[What needs to be done]:
Put all of the lines below into a Markdown table with the columns No and Line. Number each row, and leave out any blank lines.

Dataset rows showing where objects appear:
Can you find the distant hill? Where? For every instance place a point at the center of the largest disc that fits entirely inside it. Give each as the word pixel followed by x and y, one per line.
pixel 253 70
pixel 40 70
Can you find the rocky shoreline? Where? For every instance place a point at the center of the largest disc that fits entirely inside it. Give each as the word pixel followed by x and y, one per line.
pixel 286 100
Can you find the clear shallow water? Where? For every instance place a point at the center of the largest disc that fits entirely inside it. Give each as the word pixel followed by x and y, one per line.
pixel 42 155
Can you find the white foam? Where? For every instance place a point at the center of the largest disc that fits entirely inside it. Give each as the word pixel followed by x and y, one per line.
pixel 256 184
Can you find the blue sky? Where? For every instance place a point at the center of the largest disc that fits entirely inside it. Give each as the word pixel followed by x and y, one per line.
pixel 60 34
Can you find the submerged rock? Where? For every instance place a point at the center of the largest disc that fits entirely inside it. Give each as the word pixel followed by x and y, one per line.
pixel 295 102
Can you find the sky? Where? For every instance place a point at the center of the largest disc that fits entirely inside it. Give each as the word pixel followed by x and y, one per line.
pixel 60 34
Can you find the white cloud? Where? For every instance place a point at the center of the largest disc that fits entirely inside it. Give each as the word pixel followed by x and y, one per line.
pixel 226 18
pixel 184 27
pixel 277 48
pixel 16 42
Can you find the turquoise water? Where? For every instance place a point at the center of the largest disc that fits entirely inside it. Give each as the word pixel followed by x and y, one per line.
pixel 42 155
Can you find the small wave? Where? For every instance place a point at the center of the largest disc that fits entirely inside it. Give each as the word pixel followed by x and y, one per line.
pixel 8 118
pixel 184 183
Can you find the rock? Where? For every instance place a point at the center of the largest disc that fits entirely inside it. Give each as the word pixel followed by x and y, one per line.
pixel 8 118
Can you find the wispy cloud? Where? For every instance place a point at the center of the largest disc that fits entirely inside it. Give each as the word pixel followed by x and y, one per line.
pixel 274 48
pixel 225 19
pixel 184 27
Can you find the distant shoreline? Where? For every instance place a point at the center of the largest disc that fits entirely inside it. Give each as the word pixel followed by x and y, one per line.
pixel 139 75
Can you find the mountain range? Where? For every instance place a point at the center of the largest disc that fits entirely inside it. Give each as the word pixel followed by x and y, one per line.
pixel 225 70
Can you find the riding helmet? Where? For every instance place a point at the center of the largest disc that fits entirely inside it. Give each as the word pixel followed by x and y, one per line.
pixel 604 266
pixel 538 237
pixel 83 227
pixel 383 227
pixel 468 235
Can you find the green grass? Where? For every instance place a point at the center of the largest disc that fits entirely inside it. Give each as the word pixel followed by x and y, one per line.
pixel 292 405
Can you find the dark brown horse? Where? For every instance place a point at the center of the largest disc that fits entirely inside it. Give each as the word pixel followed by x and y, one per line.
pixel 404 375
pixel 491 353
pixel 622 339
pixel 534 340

[Final result]:
| No | Line |
|---|---|
| 1 | Can you find the distant hill? Where? For every instance place a point at the center of the largest disc that fits entirely inside it. Give each as the word pixel followed by x and y, one per line. |
| 2 | pixel 253 70 |
| 3 | pixel 40 70 |
| 4 | Can you find the rocky shoreline? Where? For every instance place a point at the center of the largest disc that fits entirely inside it. Give each as the word pixel followed by x and y, one per line. |
| 5 | pixel 286 100 |
| 6 | Can you find the clear shallow water? Where? For every instance place a point at the center of the largest disc that fits entirely inside it. Give each as the word pixel followed by x and y, one per line. |
| 7 | pixel 42 155 |
| 8 | Can you find the white foam? Where? For every instance place a point at the center of the largest disc that fits entirely inside it. Give each as the word pixel followed by x and y, one per line. |
| 9 | pixel 256 184 |
| 10 | Can you find the blue sky? Where? For every instance place a point at the center of the largest disc that fits entirely inside it. Give each as the word pixel followed by x and y, one per line. |
| 11 | pixel 60 34 |
| 12 | Can you find the submerged rock? Where? For every instance place a point at the center of the largest disc that fits entirely inside it. Give each as the word pixel followed by x and y, one per line. |
| 13 | pixel 295 102 |
| 14 | Can you find the sky? Where? For every instance place a point at the center of the largest disc that fits entirely inside it. Give each as the word pixel followed by x and y, one per line. |
| 15 | pixel 60 34 |
| 16 | Can you find the white cloud? Where? For every instance place a point at the center of the largest disc that fits entirely inside it. Give each as the word pixel followed by x and y, one per line. |
| 17 | pixel 226 18 |
| 18 | pixel 184 27 |
| 19 | pixel 277 48 |
| 20 | pixel 16 42 |
| 21 | Can you find the turquoise water? Where? For every instance place a point at the center of the largest disc that fits entirely inside it. Give each as the word pixel followed by x and y, one per line. |
| 22 | pixel 42 155 |
| 23 | Can you find the small wave? Where? For every instance place a point at the center of the largest disc that fits entirely inside it. Give each as the word pixel followed by x and y, one per line. |
| 24 | pixel 8 118 |
| 25 | pixel 184 183 |
| 26 | Can you find the rock? Where? For every instance place a point at the center of the largest disc that fits entirely inside it. Give each as the word pixel followed by x and y, one per line. |
| 27 | pixel 8 118 |
| 28 | Can you find the wispy cloud? Where? For every instance place a point at the center of the largest disc that fits entirely inside it. Give each as the word pixel followed by x and y, one per line. |
| 29 | pixel 274 48 |
| 30 | pixel 225 19 |
| 31 | pixel 184 27 |
| 32 | Can you find the distant shoreline? Where? For every instance place a point at the center of the largest disc that fits entirely inside it. Give each as the word pixel followed by x and y, one per line. |
| 33 | pixel 139 75 |
| 34 | Can you find the mountain range? Where? For every instance place a point at the center of the largest disc that fits entirely inside it. Give each as the word pixel followed by x and y, one per line. |
| 35 | pixel 225 70 |
| 36 | Can you find the riding helmet? Where? For every instance place a point at the center of the largest disc that fits entirely inside it. Give each as the word pixel followed by x and y, one per line. |
| 37 | pixel 604 266 |
| 38 | pixel 538 237 |
| 39 | pixel 83 227 |
| 40 | pixel 383 227 |
| 41 | pixel 468 235 |
| 42 | Can you find the green grass? Where? For every instance place a point at the center of the largest disc that fits entirely inside it. Give each as the word pixel followed by x and y, one per line. |
| 43 | pixel 292 405 |
| 44 | Can you find the dark brown horse? Where? For every instance place a point at the center of the largest disc that fits entirely inside it. Give each as the word pixel followed by x and y, one per line. |
| 45 | pixel 404 375 |
| 46 | pixel 491 353 |
| 47 | pixel 622 339 |
| 48 | pixel 534 340 |